Stored records
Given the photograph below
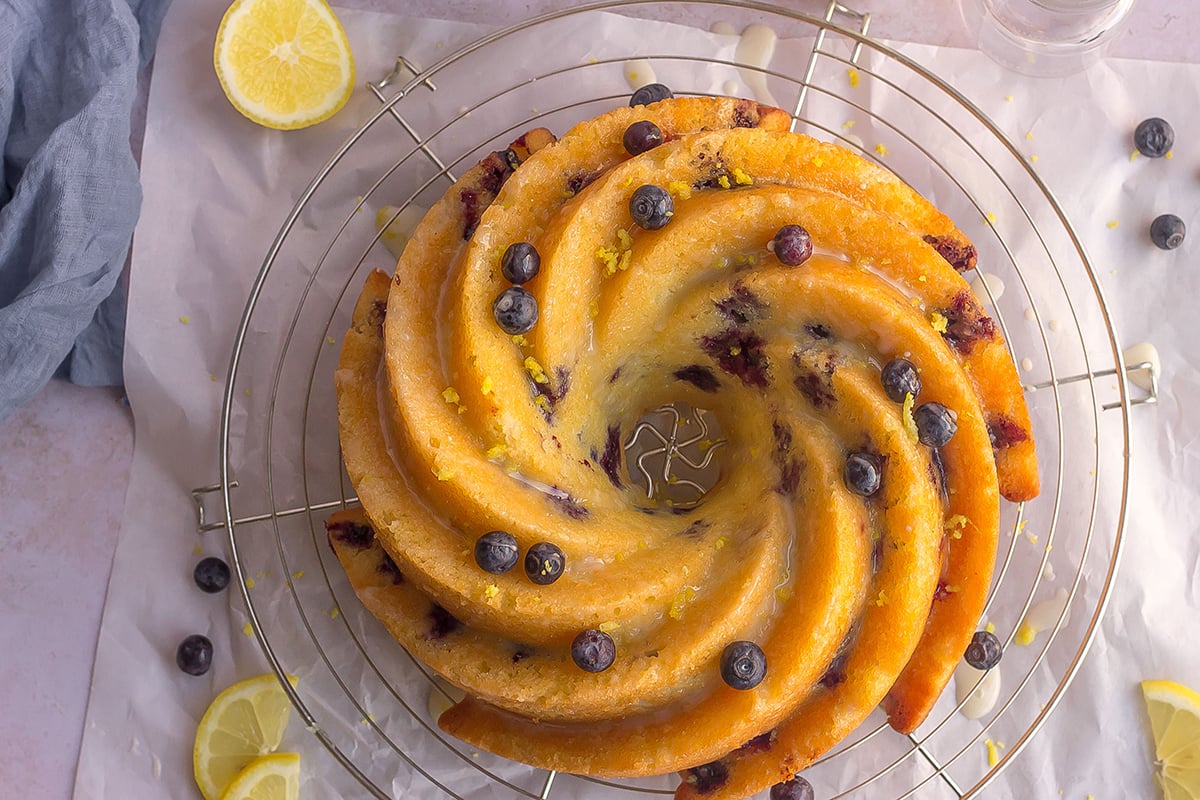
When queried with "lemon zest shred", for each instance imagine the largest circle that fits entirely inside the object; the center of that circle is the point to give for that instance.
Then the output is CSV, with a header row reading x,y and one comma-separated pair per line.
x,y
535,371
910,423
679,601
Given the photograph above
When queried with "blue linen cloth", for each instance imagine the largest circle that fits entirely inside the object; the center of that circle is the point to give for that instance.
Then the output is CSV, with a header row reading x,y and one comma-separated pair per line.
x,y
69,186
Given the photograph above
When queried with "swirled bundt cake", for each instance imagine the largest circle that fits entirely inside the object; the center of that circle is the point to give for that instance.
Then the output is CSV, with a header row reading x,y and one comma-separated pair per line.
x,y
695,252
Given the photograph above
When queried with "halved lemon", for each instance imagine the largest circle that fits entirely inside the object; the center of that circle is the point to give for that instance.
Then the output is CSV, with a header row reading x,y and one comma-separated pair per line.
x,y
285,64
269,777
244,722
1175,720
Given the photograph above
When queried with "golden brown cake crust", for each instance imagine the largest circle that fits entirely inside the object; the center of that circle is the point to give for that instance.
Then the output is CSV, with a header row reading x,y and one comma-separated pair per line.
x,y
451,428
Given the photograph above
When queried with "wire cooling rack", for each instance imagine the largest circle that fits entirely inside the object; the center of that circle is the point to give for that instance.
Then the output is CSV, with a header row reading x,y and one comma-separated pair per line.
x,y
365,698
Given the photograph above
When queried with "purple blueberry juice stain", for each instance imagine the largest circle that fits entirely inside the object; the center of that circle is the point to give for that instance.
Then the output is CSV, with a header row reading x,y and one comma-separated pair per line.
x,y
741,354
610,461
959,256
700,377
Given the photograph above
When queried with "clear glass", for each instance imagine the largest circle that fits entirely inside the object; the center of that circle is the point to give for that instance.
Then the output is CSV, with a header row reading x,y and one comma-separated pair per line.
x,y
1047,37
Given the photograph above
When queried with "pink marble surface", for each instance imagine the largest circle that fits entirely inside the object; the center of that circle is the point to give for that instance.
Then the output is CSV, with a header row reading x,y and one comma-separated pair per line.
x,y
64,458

DESCRIPTION OF THE TASK: Without the pictures, write out all of the material exactly.

TASK ANSWER:
Given the photograph below
When queried with "lemon zest shred", for each instance imagine the largest circle that fits entirely inside the object; the center of that circle is the point to give for that instance.
Then the output is CSV, with a header row reading x,y and one comma-separated pair per line.
x,y
535,371
910,423
679,601
Given the photograph above
When queried with "blue linen cloth", for each instance imagine the largest circle that fits entirely inside the object; the center of that circle is the point to give for that instance.
Then the output is CSV, with a header row reading x,y and one comma-separated pair per line.
x,y
69,186
Given the photograph above
When queried with "swirled bundt cake", for each instance imagine the largest circle that fits entirely inside the object; the center of that circle is the point to give for that instance.
Then the output is CSV, with a header row reading x,y and one comma-separated pair per line.
x,y
695,252
Given the photograph above
When queried with "halved lemon", for each instance imagine the largest circle that fits entirely inside the object; the center of that circle is the point to give for that instance.
Then the output is CSV, with a header row reading x,y and one comma-separated pair per line.
x,y
285,64
269,777
244,722
1175,720
Given the photograph above
When queried with "golden brown cake crust", for each instance imagine the largest circle that fits entirely inside the object; the center of that circle is the point to give for that instance.
Then the output is CSV, with a header row reading x,y and one comma-separated pair per line.
x,y
451,428
Given the photograph above
When queried with "wire cooling rack", for each instance imagine the largest circle that fits entirely inside the object; the center of that circle is the point to give for that instance.
Then the output is CSV, with a header row reading x,y and one comma-separated pair per line.
x,y
365,698
Given the photograph above
When queried with "purple blueberry juice stain", for each instance imagine the largest circle that fits entirely inside the object; the center of that circle is the point to give for that instance.
Then the output is CSV, with a header row reading x,y and one comma-separated pair per line.
x,y
741,354
610,461
959,256
700,377
Given the photograph above
When queried with "clear glass", for each instance imagine the largest circle that fits entirely inside the object; the center of that circle is the point to give for that instance.
Then the output is CSV, with a header row reading x,y and one comma-separated pair per line.
x,y
1047,37
Given the photograph above
When queried with "pink marble surface", for each instance imagine the largest circle that fits entirely inside the object; the center of that circle is the point to give for that instance.
Then the output is CSV, with a header row reading x,y and one comma-separated pair per line.
x,y
64,458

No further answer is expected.